Description of the task ▸ Where the data below begins, start retyping exactly, and end on the line with "78L395 146L467 195L462", which is included; no picture goes in.

Collected data entries ▸
####
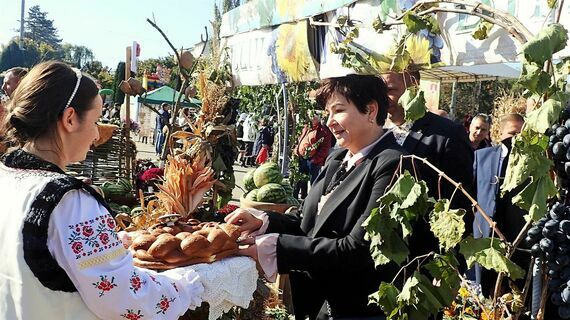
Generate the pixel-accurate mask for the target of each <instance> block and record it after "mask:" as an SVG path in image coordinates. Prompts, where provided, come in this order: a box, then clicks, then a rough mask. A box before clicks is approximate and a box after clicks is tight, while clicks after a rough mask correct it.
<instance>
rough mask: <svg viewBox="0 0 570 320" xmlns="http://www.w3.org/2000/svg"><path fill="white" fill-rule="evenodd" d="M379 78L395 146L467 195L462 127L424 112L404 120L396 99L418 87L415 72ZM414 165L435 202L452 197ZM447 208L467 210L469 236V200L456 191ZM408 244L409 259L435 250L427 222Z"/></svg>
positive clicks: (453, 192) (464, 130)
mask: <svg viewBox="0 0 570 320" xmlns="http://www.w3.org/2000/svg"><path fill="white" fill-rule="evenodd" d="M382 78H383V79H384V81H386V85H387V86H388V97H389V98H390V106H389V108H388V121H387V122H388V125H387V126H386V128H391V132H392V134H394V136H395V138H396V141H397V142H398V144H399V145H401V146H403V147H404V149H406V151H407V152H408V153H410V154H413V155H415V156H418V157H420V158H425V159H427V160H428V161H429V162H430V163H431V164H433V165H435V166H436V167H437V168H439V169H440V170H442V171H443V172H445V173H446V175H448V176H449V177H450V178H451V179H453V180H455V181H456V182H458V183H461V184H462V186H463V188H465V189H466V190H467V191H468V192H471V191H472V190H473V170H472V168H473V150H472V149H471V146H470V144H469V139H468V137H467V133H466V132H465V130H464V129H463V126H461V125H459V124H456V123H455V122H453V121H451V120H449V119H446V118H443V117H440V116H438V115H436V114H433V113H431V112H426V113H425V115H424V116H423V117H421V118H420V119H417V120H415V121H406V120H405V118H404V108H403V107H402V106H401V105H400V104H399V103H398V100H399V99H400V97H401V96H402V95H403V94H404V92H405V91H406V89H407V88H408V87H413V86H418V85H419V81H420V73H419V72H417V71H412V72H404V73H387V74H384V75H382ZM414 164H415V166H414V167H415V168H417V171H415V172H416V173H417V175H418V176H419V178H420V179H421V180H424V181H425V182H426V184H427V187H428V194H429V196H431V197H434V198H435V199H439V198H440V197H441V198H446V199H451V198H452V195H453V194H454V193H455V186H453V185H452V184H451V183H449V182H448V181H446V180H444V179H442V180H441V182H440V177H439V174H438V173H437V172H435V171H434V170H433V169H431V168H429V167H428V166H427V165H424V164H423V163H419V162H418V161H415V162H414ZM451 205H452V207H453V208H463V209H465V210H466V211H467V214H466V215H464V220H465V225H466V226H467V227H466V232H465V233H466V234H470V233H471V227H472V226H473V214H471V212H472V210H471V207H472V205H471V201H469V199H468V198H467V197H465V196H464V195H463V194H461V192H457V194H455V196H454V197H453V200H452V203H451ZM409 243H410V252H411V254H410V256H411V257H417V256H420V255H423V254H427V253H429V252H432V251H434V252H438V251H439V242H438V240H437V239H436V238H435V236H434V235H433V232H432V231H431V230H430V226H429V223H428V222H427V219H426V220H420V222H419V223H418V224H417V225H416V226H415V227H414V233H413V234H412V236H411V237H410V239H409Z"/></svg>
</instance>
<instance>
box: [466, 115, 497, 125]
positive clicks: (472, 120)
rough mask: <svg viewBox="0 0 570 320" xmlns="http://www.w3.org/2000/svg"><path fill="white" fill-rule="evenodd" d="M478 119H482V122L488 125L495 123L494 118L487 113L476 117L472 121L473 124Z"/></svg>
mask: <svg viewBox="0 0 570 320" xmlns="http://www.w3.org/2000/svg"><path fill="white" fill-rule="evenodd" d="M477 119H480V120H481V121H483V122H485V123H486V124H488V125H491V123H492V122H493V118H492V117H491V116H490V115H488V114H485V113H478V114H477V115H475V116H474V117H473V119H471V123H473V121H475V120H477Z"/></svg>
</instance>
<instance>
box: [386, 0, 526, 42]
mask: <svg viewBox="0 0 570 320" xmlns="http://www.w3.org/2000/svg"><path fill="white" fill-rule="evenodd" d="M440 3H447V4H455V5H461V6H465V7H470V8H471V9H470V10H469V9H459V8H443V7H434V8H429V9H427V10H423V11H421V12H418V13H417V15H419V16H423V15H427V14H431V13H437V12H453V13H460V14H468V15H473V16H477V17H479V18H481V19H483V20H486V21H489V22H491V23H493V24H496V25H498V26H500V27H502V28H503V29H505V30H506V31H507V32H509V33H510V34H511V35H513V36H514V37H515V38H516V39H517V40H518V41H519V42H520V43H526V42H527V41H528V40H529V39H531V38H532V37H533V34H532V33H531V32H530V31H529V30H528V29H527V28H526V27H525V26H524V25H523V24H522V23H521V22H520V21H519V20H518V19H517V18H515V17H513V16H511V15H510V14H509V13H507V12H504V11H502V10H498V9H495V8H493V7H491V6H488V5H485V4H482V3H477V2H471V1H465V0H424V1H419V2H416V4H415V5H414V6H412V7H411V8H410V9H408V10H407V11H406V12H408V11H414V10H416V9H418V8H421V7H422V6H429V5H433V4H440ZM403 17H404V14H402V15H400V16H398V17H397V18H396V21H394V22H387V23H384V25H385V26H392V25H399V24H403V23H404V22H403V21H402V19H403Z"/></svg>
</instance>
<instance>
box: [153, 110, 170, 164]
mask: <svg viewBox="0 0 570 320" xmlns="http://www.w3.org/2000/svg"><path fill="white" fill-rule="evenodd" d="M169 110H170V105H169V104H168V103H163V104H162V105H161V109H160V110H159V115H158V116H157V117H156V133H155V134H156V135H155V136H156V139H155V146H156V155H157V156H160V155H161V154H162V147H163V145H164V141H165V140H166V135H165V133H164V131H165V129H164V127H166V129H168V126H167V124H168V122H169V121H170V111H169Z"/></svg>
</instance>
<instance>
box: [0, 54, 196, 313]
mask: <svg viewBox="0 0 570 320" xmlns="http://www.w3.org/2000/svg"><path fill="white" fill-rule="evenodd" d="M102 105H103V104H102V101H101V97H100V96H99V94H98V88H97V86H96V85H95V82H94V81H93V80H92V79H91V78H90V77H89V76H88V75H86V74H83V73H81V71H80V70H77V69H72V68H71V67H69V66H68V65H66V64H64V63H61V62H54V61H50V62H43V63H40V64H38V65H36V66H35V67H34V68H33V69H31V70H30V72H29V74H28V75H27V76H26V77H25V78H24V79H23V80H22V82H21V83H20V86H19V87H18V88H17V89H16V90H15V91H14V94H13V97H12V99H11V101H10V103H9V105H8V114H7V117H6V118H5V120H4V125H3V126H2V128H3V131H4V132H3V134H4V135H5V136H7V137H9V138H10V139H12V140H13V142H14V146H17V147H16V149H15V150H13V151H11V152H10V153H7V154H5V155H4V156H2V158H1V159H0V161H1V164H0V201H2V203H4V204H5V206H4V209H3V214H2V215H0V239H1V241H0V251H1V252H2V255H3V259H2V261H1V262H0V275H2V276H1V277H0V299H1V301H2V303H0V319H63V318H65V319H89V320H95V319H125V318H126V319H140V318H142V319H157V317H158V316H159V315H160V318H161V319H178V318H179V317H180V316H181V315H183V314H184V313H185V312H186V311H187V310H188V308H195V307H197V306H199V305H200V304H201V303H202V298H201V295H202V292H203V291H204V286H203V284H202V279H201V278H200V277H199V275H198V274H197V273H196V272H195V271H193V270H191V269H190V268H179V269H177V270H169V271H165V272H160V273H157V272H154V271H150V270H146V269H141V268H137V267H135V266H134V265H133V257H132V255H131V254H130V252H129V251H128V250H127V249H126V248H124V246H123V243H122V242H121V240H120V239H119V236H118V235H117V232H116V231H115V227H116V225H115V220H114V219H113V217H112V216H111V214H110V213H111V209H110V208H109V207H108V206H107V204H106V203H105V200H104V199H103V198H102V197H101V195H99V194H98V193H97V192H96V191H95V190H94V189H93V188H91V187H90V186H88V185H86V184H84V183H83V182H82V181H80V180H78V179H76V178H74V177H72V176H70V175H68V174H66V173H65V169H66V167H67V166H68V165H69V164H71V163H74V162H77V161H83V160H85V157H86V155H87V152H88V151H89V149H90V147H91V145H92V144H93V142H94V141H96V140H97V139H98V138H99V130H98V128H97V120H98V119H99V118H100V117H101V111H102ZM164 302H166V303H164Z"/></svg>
####
Response to the exercise ▸
Generate the pixel-accurate mask for the target of each <instance> block and record it after "mask:" as an SVG path in image coordinates. Prompts, where provided, come in this order: a box, then clicks, then a rough mask. A box before clicks is approximate and a box after clicks is tight, while clicks after a rough mask correct it.
<instance>
rough mask: <svg viewBox="0 0 570 320" xmlns="http://www.w3.org/2000/svg"><path fill="white" fill-rule="evenodd" d="M379 78L395 146L467 195L462 127L424 112L404 120L396 99L418 87L415 72ZM414 165L435 202L452 197ZM447 208L467 210L469 236V200L456 191ZM408 244L409 259L435 250L427 222Z"/></svg>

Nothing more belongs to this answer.